Top of DATA UNDER STUDY

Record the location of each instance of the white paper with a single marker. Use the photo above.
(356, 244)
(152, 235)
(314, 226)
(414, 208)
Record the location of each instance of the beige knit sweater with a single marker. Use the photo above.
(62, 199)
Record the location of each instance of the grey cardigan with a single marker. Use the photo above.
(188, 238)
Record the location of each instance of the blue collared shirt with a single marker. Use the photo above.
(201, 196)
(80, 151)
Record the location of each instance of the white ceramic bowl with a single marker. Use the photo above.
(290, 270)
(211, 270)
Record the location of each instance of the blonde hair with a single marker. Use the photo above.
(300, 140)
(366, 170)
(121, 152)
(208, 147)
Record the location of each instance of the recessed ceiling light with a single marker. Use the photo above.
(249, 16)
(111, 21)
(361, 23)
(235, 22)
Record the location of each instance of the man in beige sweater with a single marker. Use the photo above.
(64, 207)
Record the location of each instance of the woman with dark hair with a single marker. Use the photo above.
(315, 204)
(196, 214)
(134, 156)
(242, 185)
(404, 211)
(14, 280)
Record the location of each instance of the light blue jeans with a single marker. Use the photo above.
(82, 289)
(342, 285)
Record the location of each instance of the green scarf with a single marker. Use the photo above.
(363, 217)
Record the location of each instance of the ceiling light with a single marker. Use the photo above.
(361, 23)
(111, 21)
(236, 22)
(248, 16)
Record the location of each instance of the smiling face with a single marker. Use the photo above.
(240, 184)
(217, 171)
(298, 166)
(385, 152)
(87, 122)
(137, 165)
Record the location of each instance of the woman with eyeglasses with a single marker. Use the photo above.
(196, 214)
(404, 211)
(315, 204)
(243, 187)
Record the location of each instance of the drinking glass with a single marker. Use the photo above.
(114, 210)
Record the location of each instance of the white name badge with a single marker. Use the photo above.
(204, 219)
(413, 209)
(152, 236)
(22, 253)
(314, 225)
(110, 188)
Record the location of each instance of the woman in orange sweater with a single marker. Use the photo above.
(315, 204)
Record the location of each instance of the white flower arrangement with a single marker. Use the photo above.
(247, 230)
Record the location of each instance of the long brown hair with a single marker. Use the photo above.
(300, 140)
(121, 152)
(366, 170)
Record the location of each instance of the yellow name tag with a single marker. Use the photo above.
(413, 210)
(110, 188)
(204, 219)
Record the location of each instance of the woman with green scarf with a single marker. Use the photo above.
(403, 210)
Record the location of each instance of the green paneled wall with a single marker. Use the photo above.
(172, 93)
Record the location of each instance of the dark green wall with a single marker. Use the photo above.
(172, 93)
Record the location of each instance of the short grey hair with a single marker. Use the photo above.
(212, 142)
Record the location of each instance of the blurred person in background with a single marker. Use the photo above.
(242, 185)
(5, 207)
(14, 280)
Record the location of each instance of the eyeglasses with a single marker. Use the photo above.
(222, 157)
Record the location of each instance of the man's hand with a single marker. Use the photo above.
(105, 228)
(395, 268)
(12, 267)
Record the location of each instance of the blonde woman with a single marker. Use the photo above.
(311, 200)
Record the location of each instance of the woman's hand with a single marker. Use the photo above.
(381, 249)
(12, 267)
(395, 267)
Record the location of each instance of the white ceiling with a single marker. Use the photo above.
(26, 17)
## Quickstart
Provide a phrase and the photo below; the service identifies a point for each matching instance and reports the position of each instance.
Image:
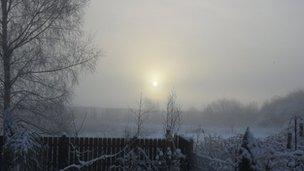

Bottom of DATA UNDER STUDY

*PROBLEM DESCRIPTION*:
Return nothing except the lines from the one containing "Record the location of each instance of the white ceiling" through the final line of the data, copied exactly. Leave out all pictures.

*EXERCISE ANSWER*:
Record the location of each instance of the white ceiling with a single marker. Use the photo above.
(26, 17)
## Quickstart
Provide a phrase and the photo below; the service identifies a point for each matching instance and reports the position of each instance.
Image:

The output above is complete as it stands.